┌─ Provided passage

- Born: Karon Vereen 1977 (age 48–49) Reno, Nevada, United States
- Other name: Karon Om Vereen–Davis
- Occupations: Sculptor, installation artist
- Spouse: Noah Davis ​ ​(m. 2008; died 2015)​
- Father: Ben Vereen

= Karon Davis =

American visual artist (born 1977)

Karon Davis (née Vereen; born 1977), is an American visual artist, and a founder of the Underground Museum in Los Angeles. She is known as a sculptor and an installation artist touching on issues of race and identity in America through representations of the human body. Her artistic practice is influenced by dance, theater, and moving image.

== Early life and education ==
Karon Vereen was born in 1977 in Reno, Nevada. Daughter of professional dancers Nancy Bruner and Broadway performer Ben Vereen, Davis grew up influenced by the performing arts. Bruner retired from her ballet career to raise Karon and her three siblings. Her father is noted American actor, dancer, and singer, Ben Vereen.

└─
┌─ Data

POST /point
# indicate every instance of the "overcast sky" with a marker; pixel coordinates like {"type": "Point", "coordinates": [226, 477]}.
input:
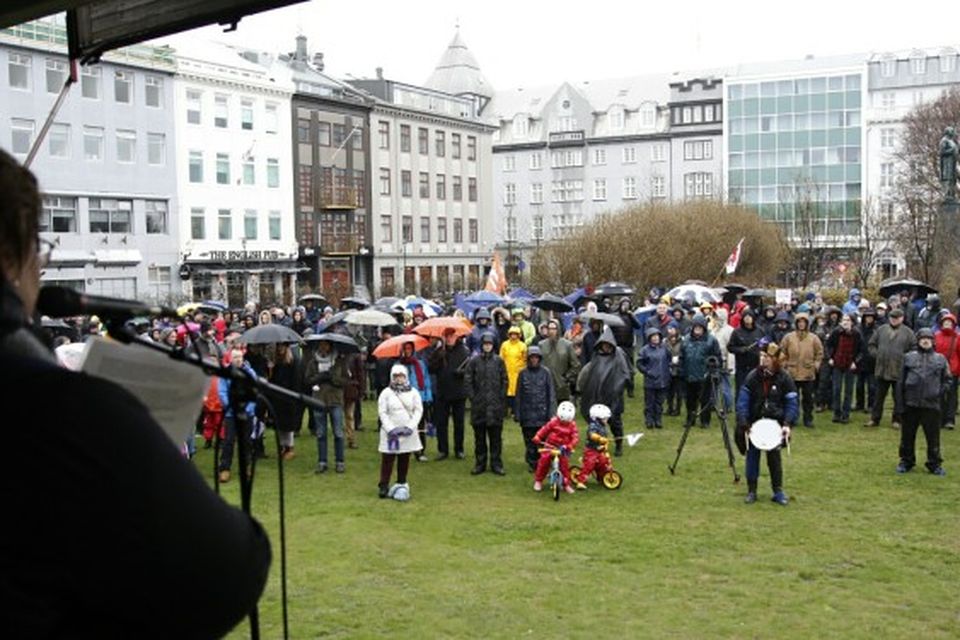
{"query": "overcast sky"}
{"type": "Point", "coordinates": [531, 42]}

└─
┌─ Data

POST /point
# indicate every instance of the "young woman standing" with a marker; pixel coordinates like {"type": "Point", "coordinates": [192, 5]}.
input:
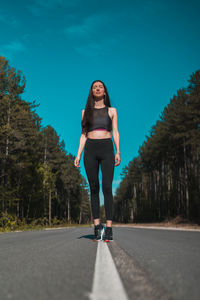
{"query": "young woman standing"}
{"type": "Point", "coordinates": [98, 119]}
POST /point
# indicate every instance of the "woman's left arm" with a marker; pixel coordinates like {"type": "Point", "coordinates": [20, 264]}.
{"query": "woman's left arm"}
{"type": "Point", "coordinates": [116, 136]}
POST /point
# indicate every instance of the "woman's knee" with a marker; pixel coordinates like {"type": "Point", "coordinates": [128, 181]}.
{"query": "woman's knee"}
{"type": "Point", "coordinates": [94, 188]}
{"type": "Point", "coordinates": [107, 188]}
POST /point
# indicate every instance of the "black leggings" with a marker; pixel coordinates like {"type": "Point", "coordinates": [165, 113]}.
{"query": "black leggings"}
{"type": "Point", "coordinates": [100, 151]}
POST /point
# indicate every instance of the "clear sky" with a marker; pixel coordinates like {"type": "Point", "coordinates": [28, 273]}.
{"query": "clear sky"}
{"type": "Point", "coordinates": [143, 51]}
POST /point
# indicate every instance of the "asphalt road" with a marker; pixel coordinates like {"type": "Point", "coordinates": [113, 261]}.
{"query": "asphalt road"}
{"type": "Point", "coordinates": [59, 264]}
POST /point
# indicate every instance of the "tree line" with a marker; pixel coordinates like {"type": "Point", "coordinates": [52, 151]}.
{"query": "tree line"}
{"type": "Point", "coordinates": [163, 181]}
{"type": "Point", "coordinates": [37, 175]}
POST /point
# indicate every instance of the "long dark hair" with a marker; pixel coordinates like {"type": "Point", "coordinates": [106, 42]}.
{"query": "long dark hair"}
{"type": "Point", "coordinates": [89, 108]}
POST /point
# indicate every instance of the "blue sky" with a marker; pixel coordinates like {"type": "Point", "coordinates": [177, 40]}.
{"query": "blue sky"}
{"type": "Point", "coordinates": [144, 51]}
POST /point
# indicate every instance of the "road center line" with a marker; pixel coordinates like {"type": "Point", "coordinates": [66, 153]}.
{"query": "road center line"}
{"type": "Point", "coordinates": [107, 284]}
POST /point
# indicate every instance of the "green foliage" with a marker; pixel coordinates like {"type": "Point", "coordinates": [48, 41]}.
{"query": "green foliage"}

└─
┌─ Data

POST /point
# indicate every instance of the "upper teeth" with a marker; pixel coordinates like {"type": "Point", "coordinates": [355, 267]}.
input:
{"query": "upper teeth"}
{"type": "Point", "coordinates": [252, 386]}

└─

▶ Exercises:
[A] Extract the portion of the Karon Davis article that runs from "Karon Davis (née" up to and including "and moving image.".
[B] Answer these questions using the Karon Davis article.
(i) In what city and state was Karon Davis born?
(ii) Which museum did she help found, and in what city is it?
(iii) In what year did she marry Noah Davis?
The data is separate from the Karon Davis article.

▶ Solved tasks:
[A]
Karon Davis (née Vereen; born 1977), is an American visual artist, and a founder of the Underground Museum in Los Angeles. She is known as a sculptor and an installation artist touching on issues of race and identity in America through representations of the human body. Her artistic practice is influenced by dance, theater, and moving image.

[B]
(i) Reno, Nevada
(ii) The Underground Museum, in Los Angeles
(iii) 2008